Speaking of rolling juices, that's what's at the center of our creation, again, literally. It's nice to be able to use that word and really mean it.
Working from the inside out, we start with a oozy liquid center of cranberry sauce, surrounded by a light layer of stuffing that's been flavored with some homemade turkey and sage sausage. Encasing that whole thing is a thin crust of crisp latke-style potato and onion batter that frizzles and crisps, thin bits of potato and onion sticking out in a wild tangle. Sort of like a cross between a Bloomin' Onion, shoestring fries, and Bellatrix Lestrange's hair.
The fritters are served hot with a side of turkey schmaltz gravy for dipping.
Read on to see how I made'em. The process is pretty simple, and can actually be used for a wide range of similar fritters—try a risotto ball with a creamy cheese sauce in the center or perhaps some confit duck fritters with a quince core. Get the idea?
The Cranberry Core
The cranberry center starts off with a basic cranberry sauce. The World's Easiest Cranberry Sauce, to be precise. It's just a mixture of cranberries and sugar, cooked down until the berries pop and release their juices.
Because cranberries are so high in pectin, a sauce made with them will naturally set into a firm gel when it cools. In fact, a pure cranberry sauce ends up gelling so firmly that it refuses to re-soften even when heated. In order to ensure that the core of my fritters ends up soft, I needed to thin out the sauce with just a bit of water.
I strained the sauce through a fine mesh chinois in order to make it completely smooth. If I were using a liquid center lower in pectin, I would experiment with adding gelling agents like gelatin or agar agar in order to get the center to a consistency that's firm at fridge temperatures, but flows at room temperature.
Next, it's time to shape the centers. If you have a mini ice cube tray, you can turn the cranberry sauce into small cubes, but I prefer the look of a sphere, so I used a silicone-based hemisphere mold.

WRITTEN REQUEST A =
Reproduce the cranberry fritter passage from "I strained the" to "silicone-based hemisphere mold." word for word.
WRITTEN REQUEST B =
Write the next part of the cranberry fritter passage, starting right after its final sentence.
The listing has nothing to do with what is asked here.

DATA SEGMENT =

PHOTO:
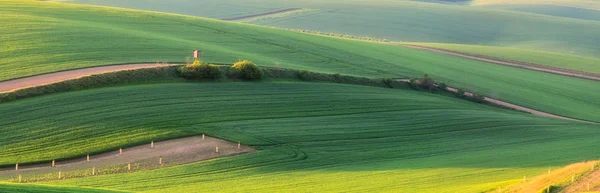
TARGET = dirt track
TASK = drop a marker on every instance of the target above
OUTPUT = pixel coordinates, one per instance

TASK RESPONSE A =
I strained the sauce through a fine mesh chinois in order to make it completely smooth. If I were using a liquid center lower in pectin, I would experiment with adding gelling agents like gelatin or agar agar in order to get the center to a consistency that's firm at fridge temperatures, but flows at room temperature.
Next, it's time to shape the centers. If you have a mini ice cube tray, you can turn the cranberry sauce into small cubes, but I prefer the look of a sphere, so I used a silicone-based hemisphere mold.

TASK RESPONSE B =
After filling the mold, I let the cranberry hemispheres set up in the refrigerator until firm. It takes about 15 minutes.
Silicone is non-stick, so once the hemispheres are set up, it's a really simple process to pop them out of the mold.
I pressed two half spheres together to create a single solid sphere of cranberry jelly. The halves don't need to completely fuse, but you should press them just hard enough that they'll stick together and hold their shape as you form the rest of the fritters around them.
The Stuffing Layer
Next up: the stuffing layer. My first thought was to simply use my standard Sage and Sausage Stuffing recipe, replacing the pork and sage sausage with a homemade turkey version (I make mine with turkey thighs cured with salt, pepper, garlic, fresh sage, and red pepper flakes overnight, along with some cubed pork fat—check out this post for some more info on how to make juicy sausages).
It didn't work so well. The mixture proved just a bit too dry—it didn't mold around the cranberry core very easily, and I wanted the whole thing to be more moist once it was fried. Adding an extra egg per quart of stuffing solved that problem. The mixture comes out very wet, but the egg helps it puff and lighten as it fries, finishing with a texture and flavor sort of like a savory bread pudding.
To shape the stuffing layer, I use a larger silicone mold.
I filled the mold with stuffing mix and pressed a frozen cranberry sphere into the center. You probably don't know this, but there are few things in life more satisfying than pressing frozen spheres into the center of a pile of moist mush and seeing it squish up the sides. Doesn't that sound fun?
After pressing in the cores, I molded the stuffing around the top in order to completely seal the cranberry core. The whole thing goes into the freezer for the stuffing layer to freeze.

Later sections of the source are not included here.